- The episode's promotional image featuring Krusty the Clown, Lisa, and Drew Carey.
- Episode no.: Season 19 Episode 20
- Directed by: Steven Dean Moore
- Written by: John Frink
- Production code: KABF13
- Original air date: May 18, 2008

Guest appearance
- Drew Carey as himself

Episode features
- Couch gag: The family is dragged onto a computer screen, then are put into the recycle bin which then gets emptied.
- Commentary: Al Jean Matt Selman Carolyn Omine John Frink Tom Gammill Max Pross Steven Dean Moore

Episode chronology
| ← Previous "Mona Leaves-a" | Next → "Sex, Pies and Idiot Scrapes" |
- The Simpsons season 19

= All About Lisa =

"All About Lisa" is the twentieth and final episode of the nineteenth season of the American animated television series The Simpsons. It originally aired on the Fox network in the United States on May 18, 2008. Lisa Simpson becomes Krusty the Clown's newest assistant and steals his spotlight. She wins Entertainer of the Year at the Springfield Media awards, but is warned that with her sudden fame comes a new attitude towards others and herself. Meanwhile, Homer and Bart bond over their newfound love of coin collecting. The episode features narration by Sideshow Mel. It was written by John Frink and directed by Steven Dean Moore. Drew Carey guest voices himself, appearing as a guest on Krusty's show.

==Plot==

The episode begins at the 38th Annual Springfield Media Awards, where the Entertainer of the Year Award goes to Lisa Simpson. Sideshow Mel then explains how Lisa became an entertainer. At Krusty the Clown's 4,000th episode, Krusty decides to hire brand-new "Krustkateers", children who used to star alongside Krusty in his early episodes. Bart has the best performance of all the children auditioning, but Krusty chooses Nelson Muntz instead. Lisa decides to defend Bart and demands Krusty hire him. However, Krusty decides to hire Lisa as his intern instead. As Krusty's intern, Lisa is frequently bullied by Krusty. Noticing how Krusty degrades Lisa, Mel tells her that Krusty is very conceited, so in order to bear Krusty's rudeness, Lisa must compliment him. Lisa takes Sideshow Mel's advice, and a conceited Krusty finally praises Lisa's assistance.

When Krusty fails to entertain the audience at one of his shows, Lisa attempts to make Krusty look better. After pushing Krusty off the diving board, the entire audience laughs at Krusty and praises Lisa, whose mind is swept with fame and fortune. Krusty is warned by his agent that Lisa's popularity may steal his spotlight. One evening, Krusty is running late for a rehearsal, and the program directors offer Lisa the opportunity to fill in. Dressed in a clown outfit, she performs Krusty's monologue, then when Krusty finally arrives he finds out the network has hired Lisa to replace him, renaming the show "The Lisa Show". As Krusty is relegated to a local late-night talk show, Lisa becomes an overnight success, but Sideshow Mel warns Lisa not to overdo her pride.

--------------------------------

• _REQUIREMENTS_
Carry on the plot summary in the "All About Lisa" episode article, starting after its last sentence. The lines after this point come from a separate source.

• _INFORMATION SHOWN_

--------------------------------

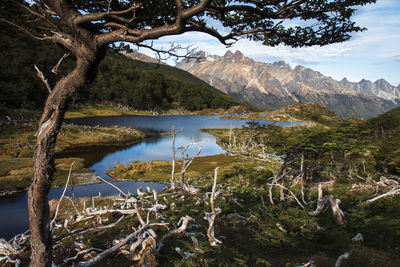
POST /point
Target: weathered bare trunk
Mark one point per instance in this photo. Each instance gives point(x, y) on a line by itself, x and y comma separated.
point(43, 159)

--------------------------------

• _THE REPLY_
The story returns to Lisa proudly accepting her award. After the awards show, Mel reveals to Lisa that he had previously won the Entertainer of the Year Award, and that past winners including himself had their careers killed because of the award by starring in mediocre TV shows and movies. Lisa realizes that she needs to get out of the business while she still can. She runs back out on stage and calls Krusty up, allowing him to be in the spotlight again. Krusty regains his reputation and his show, where he continues to torture Mel for comedy.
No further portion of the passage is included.